O que fazer:
A. Transcreva fielmente o trecho do texto fornecido que se inicia com as palavras que contêm "Eis que surge" e se encerra em "imaginação de Roman.".
B. Com base no texto fornecido, responda às perguntas abaixo:
(i) Em que órgão se encontra a doença que, pela lei de La Maca, indica que é chegada a hora de deixar o posto?
(ii) Que nome recebe o fenômeno astronômico em que a lua reflete espectros de luz avermelhados?
(iii) Quem interpreta o personagem Roman?
C. Relacione todos os nomes de pessoas ou personagens mencionados no texto fornecido.

Texto fornecido:
-- -- --

Pela lei de La Maca, a doença em seus pulmões pressupõe que é chegada a hora de ele deixar o posto e cometer haraquiri. Mas, antes de partir, é necessário que ele coordene um ritual, marcado para uma data em que a lua reflete espectros de luz avermelhados, o que dá a esse fenômeno astronômico o nome de Lua de Sangue. Nessa tal lua, um novo preso precisa assumir o papel de narrador oficial da Maca e contar uma lenda que mobilize o coletivo.

Eis que surge um rapaz, Roman (vivido por Bakary Koné), com a habilidade retórica necessária para essa missão, com um áspero histórico pessoal de vivências da miséria. Mas os demais criminosos, que querem ocupar o trono de Barba Negra, não estão contentes com isso, o que gera conflito, mas alimenta a imaginação de Roman.

-- -- --

Registros fornecidos:
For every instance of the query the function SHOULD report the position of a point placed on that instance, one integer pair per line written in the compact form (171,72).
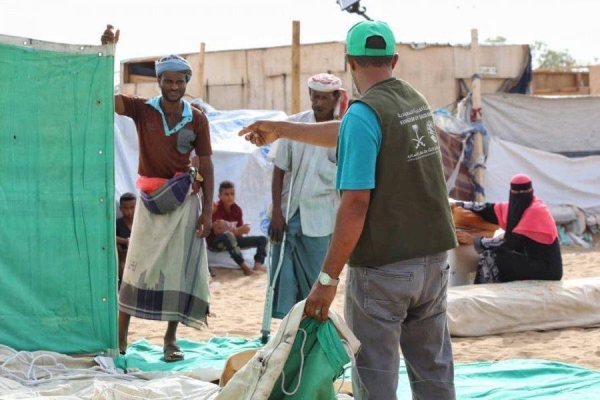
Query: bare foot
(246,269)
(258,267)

-- -- --

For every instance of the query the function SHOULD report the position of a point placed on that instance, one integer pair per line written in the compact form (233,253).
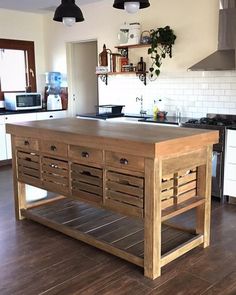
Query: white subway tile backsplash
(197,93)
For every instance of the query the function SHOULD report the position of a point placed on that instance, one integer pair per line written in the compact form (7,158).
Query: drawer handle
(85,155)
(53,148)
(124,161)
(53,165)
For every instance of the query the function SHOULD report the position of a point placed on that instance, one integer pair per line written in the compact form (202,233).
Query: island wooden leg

-- -- --

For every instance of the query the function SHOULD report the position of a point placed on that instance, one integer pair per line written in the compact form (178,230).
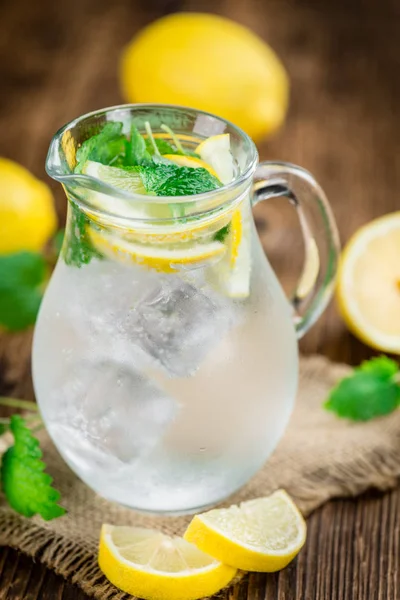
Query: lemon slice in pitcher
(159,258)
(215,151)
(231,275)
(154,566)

-- -- --

Respostas a seguir:
A.
Eis que surge um rapaz, Roman (vivido por Bakary Koné), com a habilidade retórica necessária para essa missão, com um áspero histórico pessoal de vivências da miséria. Mas os demais criminosos, que querem ocupar o trono de Barba Negra, não estão contentes com isso, o que gera conflito, mas alimenta a imaginação de Roman.

B.
(i) Nos pulmões.
(ii) Lua de Sangue.
(iii) Bakary Koné.

C.
Roman
Bakary Koné
Barba Negra